— start Extract —
Friday, July 29, 2016

Valodya and The Great Game


FP |  Russia’s push into Georgia in 2008, into Ukraine in 2014, and its recent campaign in Syria, as well as its efforts to consolidate a sphere of influence in the inner Eurasian heartland of the former USSR called the Eurasian Union, all are eerily foretold in geopolitical theory. Mackinder held that geography, not economics, is the fundamental determinant of world power and Russia, simply by virtue of its physical location, inherits a primary global role. Under President Vladimir Putin, the slightly kooky tenets of Mackinder’s theory have made inroads into the establishment, mostly because of one man, Alexander Dugin, a right wing intellectual and bohemian who emerged from the Perestroika era in the the 1980s as one of Russia’s chief nationalists.

 Largely thanks to Dugin’s murky connections within the elite, Geopolitics today is mainstream. Mackinder’s arguments were useful to Dugin and other hardliners who contended that conflict with the West was a permanent condition for Russia, though they had trouble explaining why. The reasons for the Cold War had seemingly evaporated with the end of ideological confrontation, in a new era of universal tolerance, democracy, and the “end of history.”
— end Extract —
— start Dataset rows —
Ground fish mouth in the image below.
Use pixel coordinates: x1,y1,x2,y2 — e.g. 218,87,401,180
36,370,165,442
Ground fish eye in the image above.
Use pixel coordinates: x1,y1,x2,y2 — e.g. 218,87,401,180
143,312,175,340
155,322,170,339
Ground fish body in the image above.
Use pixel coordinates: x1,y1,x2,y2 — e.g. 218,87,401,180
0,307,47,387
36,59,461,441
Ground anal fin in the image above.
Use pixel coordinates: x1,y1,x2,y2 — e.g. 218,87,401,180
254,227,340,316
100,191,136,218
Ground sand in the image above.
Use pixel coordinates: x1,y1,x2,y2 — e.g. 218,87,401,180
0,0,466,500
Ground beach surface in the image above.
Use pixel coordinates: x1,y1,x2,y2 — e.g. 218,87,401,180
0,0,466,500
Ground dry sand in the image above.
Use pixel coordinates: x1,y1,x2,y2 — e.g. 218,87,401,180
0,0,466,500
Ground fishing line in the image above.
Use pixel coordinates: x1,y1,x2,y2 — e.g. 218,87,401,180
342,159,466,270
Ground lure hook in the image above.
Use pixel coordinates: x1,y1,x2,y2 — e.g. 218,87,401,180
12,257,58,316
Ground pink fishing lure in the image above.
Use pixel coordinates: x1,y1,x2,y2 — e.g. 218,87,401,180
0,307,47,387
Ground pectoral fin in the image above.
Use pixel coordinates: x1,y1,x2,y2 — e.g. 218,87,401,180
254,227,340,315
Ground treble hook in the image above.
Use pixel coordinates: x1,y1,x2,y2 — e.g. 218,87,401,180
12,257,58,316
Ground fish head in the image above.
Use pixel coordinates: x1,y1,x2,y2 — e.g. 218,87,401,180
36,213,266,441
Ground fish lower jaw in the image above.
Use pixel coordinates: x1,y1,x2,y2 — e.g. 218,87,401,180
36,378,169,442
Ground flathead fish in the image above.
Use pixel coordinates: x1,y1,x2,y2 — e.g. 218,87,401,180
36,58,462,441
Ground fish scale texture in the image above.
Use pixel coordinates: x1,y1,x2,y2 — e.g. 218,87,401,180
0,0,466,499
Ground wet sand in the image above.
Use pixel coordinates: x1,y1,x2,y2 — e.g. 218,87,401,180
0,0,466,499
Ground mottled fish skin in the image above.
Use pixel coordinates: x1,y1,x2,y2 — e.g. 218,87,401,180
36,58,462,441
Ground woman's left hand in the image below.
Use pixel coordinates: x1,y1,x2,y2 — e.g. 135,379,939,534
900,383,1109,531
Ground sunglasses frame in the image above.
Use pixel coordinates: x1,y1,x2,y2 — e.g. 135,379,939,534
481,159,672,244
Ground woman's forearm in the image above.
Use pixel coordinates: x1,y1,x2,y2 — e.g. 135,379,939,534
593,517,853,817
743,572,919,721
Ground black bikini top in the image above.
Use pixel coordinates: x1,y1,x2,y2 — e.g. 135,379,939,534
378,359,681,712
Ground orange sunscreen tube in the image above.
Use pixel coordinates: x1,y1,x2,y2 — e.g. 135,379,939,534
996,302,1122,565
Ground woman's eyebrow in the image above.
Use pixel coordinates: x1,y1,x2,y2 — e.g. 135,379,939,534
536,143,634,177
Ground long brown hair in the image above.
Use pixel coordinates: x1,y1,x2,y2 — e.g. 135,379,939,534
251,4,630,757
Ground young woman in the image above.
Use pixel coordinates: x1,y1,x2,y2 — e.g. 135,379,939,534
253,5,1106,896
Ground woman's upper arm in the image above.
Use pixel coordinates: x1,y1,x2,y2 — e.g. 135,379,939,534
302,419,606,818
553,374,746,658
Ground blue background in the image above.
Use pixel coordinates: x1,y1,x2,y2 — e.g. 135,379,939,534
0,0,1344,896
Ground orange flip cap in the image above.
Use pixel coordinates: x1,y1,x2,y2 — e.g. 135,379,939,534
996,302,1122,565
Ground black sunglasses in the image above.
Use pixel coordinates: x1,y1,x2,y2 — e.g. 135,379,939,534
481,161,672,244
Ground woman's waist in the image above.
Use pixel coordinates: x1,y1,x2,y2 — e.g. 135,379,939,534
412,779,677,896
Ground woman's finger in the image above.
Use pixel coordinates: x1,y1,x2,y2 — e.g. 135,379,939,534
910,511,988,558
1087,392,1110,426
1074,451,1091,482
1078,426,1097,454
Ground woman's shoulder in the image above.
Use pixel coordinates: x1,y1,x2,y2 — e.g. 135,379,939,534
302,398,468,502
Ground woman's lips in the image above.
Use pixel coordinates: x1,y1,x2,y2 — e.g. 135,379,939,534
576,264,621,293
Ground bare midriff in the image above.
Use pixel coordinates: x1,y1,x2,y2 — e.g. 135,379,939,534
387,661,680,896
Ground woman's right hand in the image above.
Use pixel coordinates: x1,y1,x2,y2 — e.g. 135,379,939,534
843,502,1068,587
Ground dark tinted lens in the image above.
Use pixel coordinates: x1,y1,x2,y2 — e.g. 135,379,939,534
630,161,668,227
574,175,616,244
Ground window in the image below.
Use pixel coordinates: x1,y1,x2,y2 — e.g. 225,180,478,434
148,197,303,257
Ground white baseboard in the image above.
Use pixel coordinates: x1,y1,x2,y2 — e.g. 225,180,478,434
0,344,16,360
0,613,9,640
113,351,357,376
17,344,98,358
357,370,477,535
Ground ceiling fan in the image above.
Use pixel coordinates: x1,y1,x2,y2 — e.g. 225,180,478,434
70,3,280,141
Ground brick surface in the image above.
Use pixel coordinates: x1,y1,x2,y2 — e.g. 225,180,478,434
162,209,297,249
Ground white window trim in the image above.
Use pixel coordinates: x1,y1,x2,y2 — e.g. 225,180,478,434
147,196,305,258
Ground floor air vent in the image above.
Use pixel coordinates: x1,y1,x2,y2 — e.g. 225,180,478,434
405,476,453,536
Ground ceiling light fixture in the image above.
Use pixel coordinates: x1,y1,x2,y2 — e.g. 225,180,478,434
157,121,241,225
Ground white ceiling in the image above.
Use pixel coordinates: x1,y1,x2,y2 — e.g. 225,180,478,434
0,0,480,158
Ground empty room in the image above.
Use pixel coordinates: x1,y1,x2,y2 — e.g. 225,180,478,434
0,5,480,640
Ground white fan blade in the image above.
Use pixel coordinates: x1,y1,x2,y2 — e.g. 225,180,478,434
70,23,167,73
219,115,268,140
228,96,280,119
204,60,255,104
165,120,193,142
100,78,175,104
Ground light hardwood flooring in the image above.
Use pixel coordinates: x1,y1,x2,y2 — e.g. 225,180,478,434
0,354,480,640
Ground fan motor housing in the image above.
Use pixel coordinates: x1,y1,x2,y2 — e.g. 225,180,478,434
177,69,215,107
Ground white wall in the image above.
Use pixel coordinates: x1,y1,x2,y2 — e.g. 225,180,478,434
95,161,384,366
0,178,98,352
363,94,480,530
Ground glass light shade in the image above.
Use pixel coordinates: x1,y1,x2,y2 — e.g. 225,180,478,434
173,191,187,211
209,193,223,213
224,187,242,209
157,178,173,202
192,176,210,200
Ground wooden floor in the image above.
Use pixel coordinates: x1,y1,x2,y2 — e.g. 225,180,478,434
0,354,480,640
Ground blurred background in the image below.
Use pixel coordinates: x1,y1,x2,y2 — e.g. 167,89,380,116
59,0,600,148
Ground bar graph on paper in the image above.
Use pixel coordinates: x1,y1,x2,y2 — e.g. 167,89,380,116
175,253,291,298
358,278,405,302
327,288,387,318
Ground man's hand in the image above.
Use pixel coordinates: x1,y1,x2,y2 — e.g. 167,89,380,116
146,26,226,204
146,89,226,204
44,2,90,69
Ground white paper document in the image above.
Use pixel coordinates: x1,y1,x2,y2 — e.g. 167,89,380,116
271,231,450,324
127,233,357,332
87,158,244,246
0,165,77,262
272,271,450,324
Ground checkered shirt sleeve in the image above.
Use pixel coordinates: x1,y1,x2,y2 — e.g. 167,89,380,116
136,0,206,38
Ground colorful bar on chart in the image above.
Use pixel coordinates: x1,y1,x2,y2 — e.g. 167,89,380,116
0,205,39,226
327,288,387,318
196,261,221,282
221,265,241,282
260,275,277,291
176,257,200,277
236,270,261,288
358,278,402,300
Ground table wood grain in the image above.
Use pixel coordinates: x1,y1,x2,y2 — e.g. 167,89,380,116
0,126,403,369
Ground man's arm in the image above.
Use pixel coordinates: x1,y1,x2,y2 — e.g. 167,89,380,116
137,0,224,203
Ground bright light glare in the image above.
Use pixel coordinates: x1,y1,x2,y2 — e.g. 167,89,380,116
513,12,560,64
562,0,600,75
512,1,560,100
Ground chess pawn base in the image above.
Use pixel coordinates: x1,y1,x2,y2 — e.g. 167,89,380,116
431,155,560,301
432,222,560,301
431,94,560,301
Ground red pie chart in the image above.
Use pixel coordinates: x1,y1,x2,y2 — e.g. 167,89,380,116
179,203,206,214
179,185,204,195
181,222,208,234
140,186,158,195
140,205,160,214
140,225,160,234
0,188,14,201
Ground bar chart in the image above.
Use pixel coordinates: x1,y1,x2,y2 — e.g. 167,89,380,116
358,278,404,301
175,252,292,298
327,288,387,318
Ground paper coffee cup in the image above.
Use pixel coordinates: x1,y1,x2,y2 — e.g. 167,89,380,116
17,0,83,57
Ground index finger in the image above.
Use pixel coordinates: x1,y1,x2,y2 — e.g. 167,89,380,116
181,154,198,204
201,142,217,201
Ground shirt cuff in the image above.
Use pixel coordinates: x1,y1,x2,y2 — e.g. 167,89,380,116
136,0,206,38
— end Dataset rows —
What you will do
A) Write out the passage on Russia and Mackinder's geopolitical theory word for word, from "Valodya and The" up to and including "Russia’s chief nationalists.".
B) Extend the passage on Russia and Mackinder's geopolitical theory, picking up after its final sentence.

Task answers
A)
Valodya and The Great Game


FP |  Russia’s push into Georgia in 2008, into Ukraine in 2014, and its recent campaign in Syria, as well as its efforts to consolidate a sphere of influence in the inner Eurasian heartland of the former USSR called the Eurasian Union, all are eerily foretold in geopolitical theory. Mackinder held that geography, not economics, is the fundamental determinant of world power and Russia, simply by virtue of its physical location, inherits a primary global role. Under President Vladimir Putin, the slightly kooky tenets of Mackinder’s theory have made inroads into the establishment, mostly because of one man, Alexander Dugin, a right wing intellectual and bohemian who emerged from the Perestroika era in the the 1980s as one of Russia’s chief nationalists.

B)
The Englishman’s elevation to the status of grand mufti of Atlantic power was assisted by Dugin, who in 1997 published The Foundations of Geopolitics, one of the most curious, impressive, and terrifying books to come out of Russia during the entire post-Soviet era, and one that became a pole star for a broad section of Russian hardliners. The book grew out of Dugin’s hobnobbing with New Right thinkers and his fortnightly lectures at the General Staff Academy under the auspices of General Igor Rodionov, the hardliner’s hardliner who would serve as defense minister from 1996 to 1997. By 1993, according to Dugin, the notes from his lectures had been compiled as a set of materials, which all entrants to the Academy were supposed to use, and which were frequently amended and annotated by new insights from the generals, or following the odd lecture by a right-wing ideologue flown in from Paris or Milan.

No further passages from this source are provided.